Source data:
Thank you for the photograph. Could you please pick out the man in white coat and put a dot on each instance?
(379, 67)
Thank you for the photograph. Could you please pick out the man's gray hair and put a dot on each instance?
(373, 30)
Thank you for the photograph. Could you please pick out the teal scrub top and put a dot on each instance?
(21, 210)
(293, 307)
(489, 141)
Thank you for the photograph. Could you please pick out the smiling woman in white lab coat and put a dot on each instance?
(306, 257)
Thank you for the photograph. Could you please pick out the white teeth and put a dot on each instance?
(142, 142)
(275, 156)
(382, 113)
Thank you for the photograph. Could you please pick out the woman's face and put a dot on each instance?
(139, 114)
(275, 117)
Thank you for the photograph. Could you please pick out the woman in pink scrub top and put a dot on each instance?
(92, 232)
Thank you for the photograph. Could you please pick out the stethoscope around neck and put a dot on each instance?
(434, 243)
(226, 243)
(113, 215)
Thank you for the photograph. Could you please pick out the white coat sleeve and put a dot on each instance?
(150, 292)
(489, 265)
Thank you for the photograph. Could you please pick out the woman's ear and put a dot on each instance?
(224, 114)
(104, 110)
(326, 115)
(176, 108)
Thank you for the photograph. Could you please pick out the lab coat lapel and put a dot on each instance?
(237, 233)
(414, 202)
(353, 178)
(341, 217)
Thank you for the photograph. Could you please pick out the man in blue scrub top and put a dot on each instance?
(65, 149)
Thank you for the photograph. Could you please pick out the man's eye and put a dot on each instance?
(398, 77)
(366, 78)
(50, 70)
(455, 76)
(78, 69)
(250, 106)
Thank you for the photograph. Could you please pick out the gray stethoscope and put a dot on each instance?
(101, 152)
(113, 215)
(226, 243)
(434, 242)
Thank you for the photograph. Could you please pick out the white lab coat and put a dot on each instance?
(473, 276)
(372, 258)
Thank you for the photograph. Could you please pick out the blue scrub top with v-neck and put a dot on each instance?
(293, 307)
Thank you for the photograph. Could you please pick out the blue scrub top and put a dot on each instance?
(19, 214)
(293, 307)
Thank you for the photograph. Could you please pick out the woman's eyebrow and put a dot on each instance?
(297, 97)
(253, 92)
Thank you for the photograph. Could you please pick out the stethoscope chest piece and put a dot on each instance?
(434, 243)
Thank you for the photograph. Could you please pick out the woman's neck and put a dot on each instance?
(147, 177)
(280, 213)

What this task involves: Each record is to be transcribed exactly and in full.

Completed exercise:
Thank you for the photograph. Could you please pick out the man in white coat and put a dot on each instance?
(379, 67)
Thank you for the photograph. Could you please pick out the man's gray hair and put a dot on each instance?
(373, 30)
Thank you for the photograph. Could you please pick out the teal scrub top and put a dot on each instance?
(21, 210)
(293, 307)
(489, 141)
Thank you for the photograph. Could you please pick out the smiling woman in white lab coat and put a dot on each instance?
(306, 257)
Thank you for the photograph. Could you please pick out the white teeth and put a dot on each instance?
(142, 142)
(275, 156)
(382, 113)
Thank you for the photograph. Could you please pick out the woman's face and put a dot on each instance?
(139, 114)
(275, 117)
Thank you for the photograph. Could you please pick out the woman in pink scrub top and put a dot on each instance?
(92, 232)
Thank you for the photograph. Could you please pick out the stethoscope around neck and put a dot on each instance?
(434, 243)
(226, 243)
(113, 215)
Thank you for the photograph. Could you please pick out the white coat sleeve and put a dot on each instance?
(150, 292)
(489, 265)
Thank you for the photograph. Could you please pick out the woman's ear and put a dot on each instance?
(224, 114)
(104, 110)
(326, 115)
(176, 108)
Thank you for the photograph. Could you please pick out the lab coat lapel and put a dot on each instance?
(237, 233)
(414, 202)
(353, 178)
(341, 217)
Thank you for the photograph. Could you please pick out the man in blue scrub top and put a dot on each instance?
(65, 149)
Thank you for the photograph. Could you please pick out the man's eye and put a dot on each instance?
(398, 77)
(366, 78)
(50, 70)
(455, 76)
(78, 69)
(250, 106)
Thank you for the photograph. Could you please pick out the gray stethoscope and put a dot on each instance?
(101, 152)
(113, 215)
(226, 243)
(434, 242)
Thank you for the photograph. Could you please pick out the white lab coat and put a dot on each instance?
(473, 276)
(372, 258)
Thank you for the photograph. Could you please pick out the blue scrub top with v-neck and put a dot on each instance?
(293, 307)
Thank you for the photograph. Could you please pick out the blue scrub top and put a dot on each instance?
(19, 214)
(293, 307)
Thank you for the photograph. Could you please pick out the woman's eyebrow and put a dot on each instance?
(297, 97)
(253, 92)
Thank you for the photograph. Could you please pick out the stethoscope chest piece and put a dot on each instance?
(434, 243)
Thank you for the photograph. Could you please pick out the woman's neck and put a dot on each instance?
(147, 177)
(280, 213)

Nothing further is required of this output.